What to do »
Each record is to be duplicated exactly, with nothing added.

[Data records]
======

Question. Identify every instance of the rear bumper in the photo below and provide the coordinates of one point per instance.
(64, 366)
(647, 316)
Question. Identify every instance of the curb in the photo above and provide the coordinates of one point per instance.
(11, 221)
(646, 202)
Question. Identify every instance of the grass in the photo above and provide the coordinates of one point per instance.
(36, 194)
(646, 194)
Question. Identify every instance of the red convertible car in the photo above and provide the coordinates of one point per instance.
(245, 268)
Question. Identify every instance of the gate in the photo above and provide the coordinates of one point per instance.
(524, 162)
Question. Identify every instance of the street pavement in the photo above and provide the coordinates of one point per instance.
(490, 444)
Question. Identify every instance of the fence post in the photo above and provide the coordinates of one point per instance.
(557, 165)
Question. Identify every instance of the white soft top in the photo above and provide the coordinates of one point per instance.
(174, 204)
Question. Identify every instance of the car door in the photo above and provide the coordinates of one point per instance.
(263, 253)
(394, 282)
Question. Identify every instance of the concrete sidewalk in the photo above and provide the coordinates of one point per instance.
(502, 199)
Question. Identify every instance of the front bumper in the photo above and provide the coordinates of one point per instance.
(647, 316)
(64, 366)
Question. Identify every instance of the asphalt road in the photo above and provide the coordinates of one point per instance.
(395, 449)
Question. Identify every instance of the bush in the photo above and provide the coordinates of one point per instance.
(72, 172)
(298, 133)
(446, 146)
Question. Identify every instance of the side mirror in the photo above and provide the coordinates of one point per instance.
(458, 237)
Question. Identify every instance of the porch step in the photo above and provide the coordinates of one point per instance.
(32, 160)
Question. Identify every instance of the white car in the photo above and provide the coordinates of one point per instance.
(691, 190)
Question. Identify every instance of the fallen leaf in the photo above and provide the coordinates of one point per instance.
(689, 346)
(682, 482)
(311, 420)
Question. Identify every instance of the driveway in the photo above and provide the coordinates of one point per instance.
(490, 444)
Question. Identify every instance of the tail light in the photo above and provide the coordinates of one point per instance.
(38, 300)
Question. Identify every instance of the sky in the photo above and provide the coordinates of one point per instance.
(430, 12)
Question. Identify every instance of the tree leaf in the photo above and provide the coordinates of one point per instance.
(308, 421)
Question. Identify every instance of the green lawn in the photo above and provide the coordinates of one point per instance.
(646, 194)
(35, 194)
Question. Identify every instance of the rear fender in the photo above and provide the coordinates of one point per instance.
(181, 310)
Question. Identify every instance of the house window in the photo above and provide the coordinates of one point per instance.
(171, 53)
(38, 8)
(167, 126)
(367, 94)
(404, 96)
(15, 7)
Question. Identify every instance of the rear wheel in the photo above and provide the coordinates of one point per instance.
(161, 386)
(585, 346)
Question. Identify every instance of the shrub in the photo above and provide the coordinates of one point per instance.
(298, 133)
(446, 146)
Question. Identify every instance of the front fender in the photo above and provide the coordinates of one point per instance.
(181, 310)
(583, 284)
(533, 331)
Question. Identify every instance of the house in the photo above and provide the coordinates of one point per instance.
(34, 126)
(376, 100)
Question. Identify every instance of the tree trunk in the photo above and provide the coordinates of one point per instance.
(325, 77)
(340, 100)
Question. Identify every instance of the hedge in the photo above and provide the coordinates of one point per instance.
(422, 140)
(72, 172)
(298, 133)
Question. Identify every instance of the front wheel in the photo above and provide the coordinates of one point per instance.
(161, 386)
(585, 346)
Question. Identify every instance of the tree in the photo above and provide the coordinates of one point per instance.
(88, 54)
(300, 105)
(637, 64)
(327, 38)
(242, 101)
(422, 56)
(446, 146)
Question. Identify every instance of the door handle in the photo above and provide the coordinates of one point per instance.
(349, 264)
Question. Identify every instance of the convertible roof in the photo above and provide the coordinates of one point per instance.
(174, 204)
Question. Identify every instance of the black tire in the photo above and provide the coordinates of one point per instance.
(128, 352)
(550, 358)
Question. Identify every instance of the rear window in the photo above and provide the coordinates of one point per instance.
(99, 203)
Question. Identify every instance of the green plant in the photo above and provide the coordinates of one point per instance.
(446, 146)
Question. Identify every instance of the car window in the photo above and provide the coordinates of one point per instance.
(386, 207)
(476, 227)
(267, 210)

======

Solution for this problem »
Question. Identify every instance of the rear bumper in the photo below and provide the coordinates of one point per instance.
(64, 366)
(647, 316)
Question. Identify every instance of the curb in the photo above and provide the coordinates of one point per instance.
(11, 221)
(646, 202)
Question. Identify every instance of the grass in the photo above and provide the coordinates of one point per instance.
(36, 194)
(646, 194)
Question. Identify every instance of the red convertible car in the photo above and provide the coordinates of one point per instance.
(245, 268)
Question. Identify every instance of the gate in the photo above and provide the coordinates of one point per instance.
(524, 162)
Question. Identify every instance of the street pavement in the photo above and provide the coordinates of one point per instance.
(490, 444)
Question. Identify every instance of the fence post in the photo above and provide the coordinates of one point per instance.
(557, 165)
Question. Identify every instance of the white soft top in the photo above and provide the coordinates of one point per instance.
(174, 204)
Question. Identify every instance of the car door in the photo above and provide the coordinates of one point per instance.
(263, 253)
(394, 282)
Question. Identify every instance of the concrete sidewalk in the photo above and provide the coordinates of one point per instance.
(502, 199)
Question. Identify every instance of the front bumper in the photo above and provide the coordinates of one point per instance.
(647, 316)
(64, 366)
Question. Identify every instance of the asphalt road in the photo above and provide the coordinates of one point per instance.
(395, 449)
Question. Identify every instance of the bush in the photo above and provide the coordinates of one point per instance.
(72, 172)
(298, 133)
(446, 146)
Question. Identify every instance of the side mirror in the photo above and provide the coordinates of one point per instance.
(458, 237)
Question. Identify every instance of the porch step in the photo above and provide the coordinates of one point per instance.
(32, 160)
Question. Identify every instance of the white car in the photo above and provide the coordinates of one point per instance.
(691, 190)
Question. Identify every instance of the fallen leaf in the photo above and provide the coordinates of one point per instance.
(689, 346)
(682, 482)
(311, 420)
Question. Identify every instance of the driveway in the photo above and provide the coordinates of one point per instance.
(490, 444)
Question. Identify every instance of the tail light in the photo above and provide the coordinates of one point per instance.
(38, 300)
Question. Identify every instance of the sky in the photo above and provide the coordinates of one point per instance.
(430, 12)
Question. Identify every instance of the tree leaf in the photo above and provide the coordinates of one point per instance.
(308, 421)
Question. Identify every instance of the green lawn in the photo above and provide the coordinates of one point per instance.
(646, 194)
(35, 194)
Question. Identify every instance of the rear fender in the photo above and provide the coordinates of one point per instance.
(181, 310)
Question. Identify every instance of the house window in the photo above and provide the coordinates of one point per instance.
(171, 53)
(38, 8)
(167, 126)
(367, 94)
(404, 96)
(15, 7)
Question. Identify every instance of the rear wheel in the photo above and provide the coordinates of one point per instance.
(161, 386)
(585, 346)
Question. Identify every instance of the shrub in the photo above and provide the coordinates of one point per instance.
(298, 133)
(446, 146)
Question. Identify every instance of the front fender in the photo above and provide the coordinates of one point per instance.
(181, 310)
(583, 284)
(533, 331)
Question. Identify every instance of the house in the photo above and provide the coordinates of one point per instance.
(34, 126)
(376, 100)
Question. Identify every instance of the tree trunk in the photo above and provide the coordinates of one point per instance.
(325, 77)
(340, 100)
Question. Identify every instance of the hedge in the photo above and provide the coordinates of one point per instance.
(422, 140)
(72, 172)
(298, 133)
Question. Identify every instance of the front wheel in the photo above and provide the coordinates of one point per instance.
(161, 386)
(585, 346)
Question. Identify every instance of the tree in the photo above and provide the coordinates of one point per instance.
(88, 54)
(300, 105)
(637, 64)
(327, 38)
(242, 101)
(422, 56)
(446, 146)
Question. Identify every instance of the door handle in the photo above and provide the coordinates of one point per instance.
(349, 264)
Question. Identify every instance of the convertible roof in the photo above and provide the coordinates of one point per instance.
(174, 204)
Question. Identify every instance of the black tire in the photo above and provide the coordinates of one point per instance.
(128, 352)
(550, 358)
Question. Identify every instance of the rear window in the photo above and provide the coordinates of one point per instance.
(99, 203)
Question. Identify every instance of the green plant in the photo above and provide the coordinates of one point per instance.
(446, 146)
Question. Identify every instance of the car window in the photo above and provide the coordinates of one point per instance.
(386, 207)
(476, 227)
(267, 210)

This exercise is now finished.